*** Information supplied ***

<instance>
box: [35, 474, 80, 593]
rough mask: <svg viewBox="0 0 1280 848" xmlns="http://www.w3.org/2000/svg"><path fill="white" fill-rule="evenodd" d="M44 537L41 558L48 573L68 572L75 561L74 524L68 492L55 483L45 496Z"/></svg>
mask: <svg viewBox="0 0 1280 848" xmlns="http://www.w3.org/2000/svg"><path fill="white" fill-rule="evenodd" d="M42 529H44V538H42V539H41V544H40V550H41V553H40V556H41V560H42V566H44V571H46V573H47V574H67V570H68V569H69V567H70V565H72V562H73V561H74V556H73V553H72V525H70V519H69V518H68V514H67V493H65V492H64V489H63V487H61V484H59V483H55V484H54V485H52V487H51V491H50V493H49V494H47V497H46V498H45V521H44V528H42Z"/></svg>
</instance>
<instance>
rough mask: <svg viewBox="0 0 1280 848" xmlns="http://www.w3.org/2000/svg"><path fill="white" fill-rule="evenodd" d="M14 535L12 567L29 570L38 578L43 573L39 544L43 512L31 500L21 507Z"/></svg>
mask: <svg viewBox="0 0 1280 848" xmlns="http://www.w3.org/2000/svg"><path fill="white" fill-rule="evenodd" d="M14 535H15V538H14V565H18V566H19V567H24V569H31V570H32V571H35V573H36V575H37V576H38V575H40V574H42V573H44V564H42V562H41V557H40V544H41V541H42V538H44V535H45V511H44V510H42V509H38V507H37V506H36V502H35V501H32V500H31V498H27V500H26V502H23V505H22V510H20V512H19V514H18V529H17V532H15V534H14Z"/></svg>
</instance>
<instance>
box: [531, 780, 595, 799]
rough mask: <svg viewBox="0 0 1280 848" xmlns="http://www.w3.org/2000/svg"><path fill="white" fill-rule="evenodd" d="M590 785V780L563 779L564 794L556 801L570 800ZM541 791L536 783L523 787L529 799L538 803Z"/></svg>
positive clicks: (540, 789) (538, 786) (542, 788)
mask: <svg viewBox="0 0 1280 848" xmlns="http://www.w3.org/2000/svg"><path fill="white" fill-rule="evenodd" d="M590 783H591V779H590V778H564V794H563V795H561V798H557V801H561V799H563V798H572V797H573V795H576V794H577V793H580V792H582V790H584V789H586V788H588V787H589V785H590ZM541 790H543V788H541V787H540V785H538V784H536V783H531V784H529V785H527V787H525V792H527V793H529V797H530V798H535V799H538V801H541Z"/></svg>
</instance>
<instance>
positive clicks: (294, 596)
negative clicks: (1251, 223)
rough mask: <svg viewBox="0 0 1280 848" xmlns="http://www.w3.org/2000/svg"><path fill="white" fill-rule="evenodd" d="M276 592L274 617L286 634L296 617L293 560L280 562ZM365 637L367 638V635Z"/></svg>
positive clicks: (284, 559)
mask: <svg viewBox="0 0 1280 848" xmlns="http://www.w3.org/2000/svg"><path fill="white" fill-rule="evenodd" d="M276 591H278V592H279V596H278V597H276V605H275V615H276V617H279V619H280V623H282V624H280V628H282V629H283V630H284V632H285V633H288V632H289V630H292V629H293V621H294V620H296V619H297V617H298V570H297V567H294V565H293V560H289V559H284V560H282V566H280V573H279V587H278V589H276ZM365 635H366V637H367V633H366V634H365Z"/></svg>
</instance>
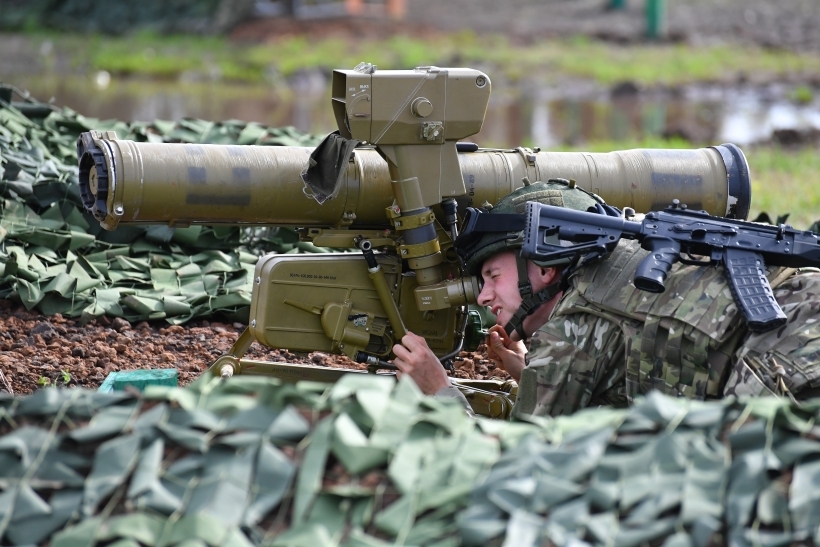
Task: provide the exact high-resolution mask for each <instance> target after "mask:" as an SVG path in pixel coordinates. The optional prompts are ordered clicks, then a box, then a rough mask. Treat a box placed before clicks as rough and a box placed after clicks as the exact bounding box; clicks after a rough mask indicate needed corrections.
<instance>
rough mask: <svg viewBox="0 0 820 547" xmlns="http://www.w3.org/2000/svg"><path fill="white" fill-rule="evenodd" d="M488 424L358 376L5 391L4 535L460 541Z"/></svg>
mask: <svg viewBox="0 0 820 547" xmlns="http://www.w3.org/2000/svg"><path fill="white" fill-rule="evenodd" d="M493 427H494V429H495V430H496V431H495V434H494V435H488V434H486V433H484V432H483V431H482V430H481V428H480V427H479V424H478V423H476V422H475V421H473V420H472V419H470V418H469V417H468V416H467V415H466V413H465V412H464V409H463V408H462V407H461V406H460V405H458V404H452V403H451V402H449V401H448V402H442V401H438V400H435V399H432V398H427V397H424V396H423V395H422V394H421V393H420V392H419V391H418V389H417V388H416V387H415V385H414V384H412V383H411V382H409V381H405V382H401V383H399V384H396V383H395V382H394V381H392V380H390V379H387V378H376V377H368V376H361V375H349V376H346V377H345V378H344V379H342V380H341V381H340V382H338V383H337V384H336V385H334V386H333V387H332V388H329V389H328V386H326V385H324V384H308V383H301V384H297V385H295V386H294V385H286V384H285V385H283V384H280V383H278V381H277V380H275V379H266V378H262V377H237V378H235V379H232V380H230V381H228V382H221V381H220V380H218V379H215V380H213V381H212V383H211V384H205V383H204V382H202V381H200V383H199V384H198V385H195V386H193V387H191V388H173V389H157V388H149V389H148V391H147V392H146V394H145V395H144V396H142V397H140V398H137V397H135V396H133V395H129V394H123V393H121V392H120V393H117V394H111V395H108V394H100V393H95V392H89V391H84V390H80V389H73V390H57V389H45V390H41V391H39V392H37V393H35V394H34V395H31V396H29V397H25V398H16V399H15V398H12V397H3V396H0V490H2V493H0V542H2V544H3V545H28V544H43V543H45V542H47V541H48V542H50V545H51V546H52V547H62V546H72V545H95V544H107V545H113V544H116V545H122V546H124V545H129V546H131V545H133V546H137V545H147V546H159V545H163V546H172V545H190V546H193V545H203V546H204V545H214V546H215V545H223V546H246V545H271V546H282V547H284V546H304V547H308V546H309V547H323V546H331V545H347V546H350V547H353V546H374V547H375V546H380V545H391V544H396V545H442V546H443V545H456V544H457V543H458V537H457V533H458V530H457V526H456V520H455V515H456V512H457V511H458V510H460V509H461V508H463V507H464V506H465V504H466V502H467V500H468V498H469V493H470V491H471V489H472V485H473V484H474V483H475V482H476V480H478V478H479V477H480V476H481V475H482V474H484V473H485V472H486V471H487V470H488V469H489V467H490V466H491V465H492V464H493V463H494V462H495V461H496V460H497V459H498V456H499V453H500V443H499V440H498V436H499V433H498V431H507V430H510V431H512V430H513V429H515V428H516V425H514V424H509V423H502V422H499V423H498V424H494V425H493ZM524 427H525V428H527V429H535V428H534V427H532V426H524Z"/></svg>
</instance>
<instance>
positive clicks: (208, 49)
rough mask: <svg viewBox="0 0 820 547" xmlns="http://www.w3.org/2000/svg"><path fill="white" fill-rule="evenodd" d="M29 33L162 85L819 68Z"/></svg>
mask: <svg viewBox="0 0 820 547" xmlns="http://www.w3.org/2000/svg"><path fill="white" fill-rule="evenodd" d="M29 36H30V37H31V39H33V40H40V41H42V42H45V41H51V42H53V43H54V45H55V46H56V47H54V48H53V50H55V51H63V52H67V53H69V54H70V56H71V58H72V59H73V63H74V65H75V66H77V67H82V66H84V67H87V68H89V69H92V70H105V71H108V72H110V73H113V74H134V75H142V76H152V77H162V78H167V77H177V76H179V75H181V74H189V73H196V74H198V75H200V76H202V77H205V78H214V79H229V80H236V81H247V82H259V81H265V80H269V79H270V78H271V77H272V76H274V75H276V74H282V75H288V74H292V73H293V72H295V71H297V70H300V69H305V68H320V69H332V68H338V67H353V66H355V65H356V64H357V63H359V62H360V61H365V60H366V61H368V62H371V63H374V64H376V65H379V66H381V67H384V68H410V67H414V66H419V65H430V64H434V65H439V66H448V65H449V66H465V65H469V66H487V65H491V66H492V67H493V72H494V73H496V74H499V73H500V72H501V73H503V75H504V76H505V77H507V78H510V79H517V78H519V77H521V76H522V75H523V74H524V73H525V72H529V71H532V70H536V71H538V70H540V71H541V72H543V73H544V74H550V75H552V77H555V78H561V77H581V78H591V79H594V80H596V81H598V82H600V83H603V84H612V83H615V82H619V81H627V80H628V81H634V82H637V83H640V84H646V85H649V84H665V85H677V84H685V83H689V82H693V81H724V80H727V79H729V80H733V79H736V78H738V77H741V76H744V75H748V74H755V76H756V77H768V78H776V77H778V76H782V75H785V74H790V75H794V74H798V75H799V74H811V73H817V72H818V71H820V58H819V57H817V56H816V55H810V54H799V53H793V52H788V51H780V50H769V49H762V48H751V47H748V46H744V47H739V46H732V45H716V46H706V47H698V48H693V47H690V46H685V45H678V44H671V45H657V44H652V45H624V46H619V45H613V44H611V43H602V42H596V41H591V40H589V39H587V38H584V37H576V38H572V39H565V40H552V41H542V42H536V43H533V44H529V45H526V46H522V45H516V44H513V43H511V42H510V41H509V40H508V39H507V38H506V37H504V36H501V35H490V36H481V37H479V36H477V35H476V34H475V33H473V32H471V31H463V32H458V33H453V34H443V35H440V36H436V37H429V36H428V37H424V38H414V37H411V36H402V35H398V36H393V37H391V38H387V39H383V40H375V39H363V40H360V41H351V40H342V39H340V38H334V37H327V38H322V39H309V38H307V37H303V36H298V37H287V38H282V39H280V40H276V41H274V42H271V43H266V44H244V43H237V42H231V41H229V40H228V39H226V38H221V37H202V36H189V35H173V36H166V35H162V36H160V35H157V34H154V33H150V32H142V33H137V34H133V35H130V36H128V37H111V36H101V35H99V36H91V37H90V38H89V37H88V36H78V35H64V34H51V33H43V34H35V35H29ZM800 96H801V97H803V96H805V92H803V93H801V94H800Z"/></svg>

*** End of Information supplied ***

▶ Work to complete
Transcribe the opening lines of the listing exactly, please. Stop after the line that contains "positive clicks: (294, 596)".

▶ Your solution
<instance>
box: [35, 474, 80, 593]
rough mask: <svg viewBox="0 0 1280 848" xmlns="http://www.w3.org/2000/svg"><path fill="white" fill-rule="evenodd" d="M44 537L41 558L48 573L68 572L75 561L74 524L68 492L55 483L45 496Z"/></svg>
mask: <svg viewBox="0 0 1280 848" xmlns="http://www.w3.org/2000/svg"><path fill="white" fill-rule="evenodd" d="M42 529H44V538H42V539H41V544H40V550H41V553H40V556H41V560H42V566H44V571H46V573H47V574H67V570H68V569H69V567H70V565H72V562H73V561H74V556H73V553H72V525H70V519H69V518H68V514H67V493H65V492H64V489H63V487H61V484H59V483H55V484H54V485H52V487H51V491H50V493H49V494H47V497H46V498H45V521H44V528H42Z"/></svg>
</instance>
<instance>
rough mask: <svg viewBox="0 0 1280 848" xmlns="http://www.w3.org/2000/svg"><path fill="white" fill-rule="evenodd" d="M14 535L12 567L29 570L38 578L43 573L39 544L43 512L31 500L21 507Z"/></svg>
mask: <svg viewBox="0 0 1280 848" xmlns="http://www.w3.org/2000/svg"><path fill="white" fill-rule="evenodd" d="M14 535H15V538H14V565H18V566H19V567H24V569H31V570H32V571H35V573H36V575H37V576H38V575H40V574H42V573H44V564H42V562H41V557H40V544H41V541H42V538H44V535H45V511H44V510H42V509H38V507H37V506H36V502H35V501H32V500H31V498H27V500H26V502H23V505H22V510H20V512H19V514H18V529H17V532H15V534H14Z"/></svg>
</instance>
<instance>
box: [531, 780, 595, 799]
rough mask: <svg viewBox="0 0 1280 848" xmlns="http://www.w3.org/2000/svg"><path fill="white" fill-rule="evenodd" d="M590 785V780L563 779L564 794L556 801L570 800ZM541 791L536 783L523 787L529 799L538 803Z"/></svg>
positive clicks: (540, 789) (538, 786) (542, 788)
mask: <svg viewBox="0 0 1280 848" xmlns="http://www.w3.org/2000/svg"><path fill="white" fill-rule="evenodd" d="M590 783H591V779H590V778H564V794H563V795H561V798H557V801H561V799H563V798H572V797H573V795H576V794H577V793H580V792H582V790H584V789H586V788H588V787H589V785H590ZM541 790H543V788H541V787H540V785H538V784H536V783H531V784H529V785H527V787H525V792H527V793H529V797H530V798H535V799H538V801H541Z"/></svg>
</instance>
<instance>
positive clicks: (294, 596)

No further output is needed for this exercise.